**THE PROBLEM:** Rewrite the listing from the line containing "In this practice step, locate the philodendron" through its end, requests included, and raise both the x and y coordinate of every answer point by 42.

┄┄┄┄┄┄

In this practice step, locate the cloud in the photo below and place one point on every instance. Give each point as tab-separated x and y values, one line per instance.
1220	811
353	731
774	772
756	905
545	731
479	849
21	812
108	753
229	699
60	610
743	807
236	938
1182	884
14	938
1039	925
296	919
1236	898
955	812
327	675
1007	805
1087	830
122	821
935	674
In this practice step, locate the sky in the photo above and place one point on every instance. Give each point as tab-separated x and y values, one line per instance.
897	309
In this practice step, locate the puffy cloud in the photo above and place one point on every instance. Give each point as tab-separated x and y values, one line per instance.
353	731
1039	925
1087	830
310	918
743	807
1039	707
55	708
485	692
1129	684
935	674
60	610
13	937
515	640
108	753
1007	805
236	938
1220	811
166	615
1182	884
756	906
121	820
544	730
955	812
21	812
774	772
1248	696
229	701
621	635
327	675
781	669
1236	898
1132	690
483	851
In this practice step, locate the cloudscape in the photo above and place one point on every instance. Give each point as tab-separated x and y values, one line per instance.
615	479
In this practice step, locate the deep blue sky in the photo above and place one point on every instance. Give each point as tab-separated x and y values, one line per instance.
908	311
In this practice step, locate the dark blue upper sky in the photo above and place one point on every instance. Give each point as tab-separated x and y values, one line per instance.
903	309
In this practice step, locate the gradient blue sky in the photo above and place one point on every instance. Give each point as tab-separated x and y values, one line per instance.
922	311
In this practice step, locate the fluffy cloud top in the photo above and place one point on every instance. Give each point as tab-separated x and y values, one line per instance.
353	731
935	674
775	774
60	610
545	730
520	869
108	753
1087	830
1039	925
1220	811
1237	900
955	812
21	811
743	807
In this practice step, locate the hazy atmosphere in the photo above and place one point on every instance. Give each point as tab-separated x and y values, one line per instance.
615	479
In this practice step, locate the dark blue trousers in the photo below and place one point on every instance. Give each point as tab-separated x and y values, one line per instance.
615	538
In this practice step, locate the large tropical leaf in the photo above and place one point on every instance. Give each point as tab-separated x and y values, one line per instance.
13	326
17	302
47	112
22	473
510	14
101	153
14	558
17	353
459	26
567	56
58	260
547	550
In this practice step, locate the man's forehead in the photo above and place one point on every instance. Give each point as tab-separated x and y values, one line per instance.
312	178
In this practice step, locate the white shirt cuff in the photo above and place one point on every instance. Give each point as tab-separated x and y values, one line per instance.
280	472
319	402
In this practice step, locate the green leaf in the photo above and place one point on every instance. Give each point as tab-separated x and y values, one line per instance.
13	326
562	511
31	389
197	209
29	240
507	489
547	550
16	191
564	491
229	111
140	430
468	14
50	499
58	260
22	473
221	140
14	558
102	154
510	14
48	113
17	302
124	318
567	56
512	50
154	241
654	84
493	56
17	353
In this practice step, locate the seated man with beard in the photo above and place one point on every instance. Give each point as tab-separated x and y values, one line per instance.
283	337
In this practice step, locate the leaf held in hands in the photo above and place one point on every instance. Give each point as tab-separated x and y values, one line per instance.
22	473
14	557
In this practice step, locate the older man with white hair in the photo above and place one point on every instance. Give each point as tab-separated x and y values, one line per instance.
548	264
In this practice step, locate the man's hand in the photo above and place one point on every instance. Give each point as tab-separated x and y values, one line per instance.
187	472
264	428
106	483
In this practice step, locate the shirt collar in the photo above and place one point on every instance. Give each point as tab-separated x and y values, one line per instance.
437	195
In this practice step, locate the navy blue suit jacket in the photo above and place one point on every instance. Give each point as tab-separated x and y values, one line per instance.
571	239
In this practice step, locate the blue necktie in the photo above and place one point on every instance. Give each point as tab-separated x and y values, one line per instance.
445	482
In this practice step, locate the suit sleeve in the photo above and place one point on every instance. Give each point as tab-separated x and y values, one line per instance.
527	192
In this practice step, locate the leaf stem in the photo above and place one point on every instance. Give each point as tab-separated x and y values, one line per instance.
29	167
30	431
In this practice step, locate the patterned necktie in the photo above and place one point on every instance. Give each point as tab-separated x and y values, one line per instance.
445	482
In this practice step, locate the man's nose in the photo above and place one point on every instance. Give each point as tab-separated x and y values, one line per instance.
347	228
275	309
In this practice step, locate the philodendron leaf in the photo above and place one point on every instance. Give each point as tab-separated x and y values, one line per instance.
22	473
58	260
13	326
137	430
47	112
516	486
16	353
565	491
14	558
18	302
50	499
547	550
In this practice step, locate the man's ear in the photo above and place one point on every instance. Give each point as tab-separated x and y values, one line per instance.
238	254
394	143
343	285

┄┄┄┄┄┄

**SOLUTION TO THIS PROBLEM:**
In this practice step, locate the philodendron leaf in the photo above and place one point on every instance. Give each point as tab-separated x and y values, one line per instance.
64	515
100	302
55	368
179	472
89	154
558	528
58	395
607	533
56	600
60	344
92	541
589	592
In this practice step, locate the man's ear in the photo above and place one point on every instance. Give each point as tab-separated x and y values, one line per instance.
280	296
436	185
385	327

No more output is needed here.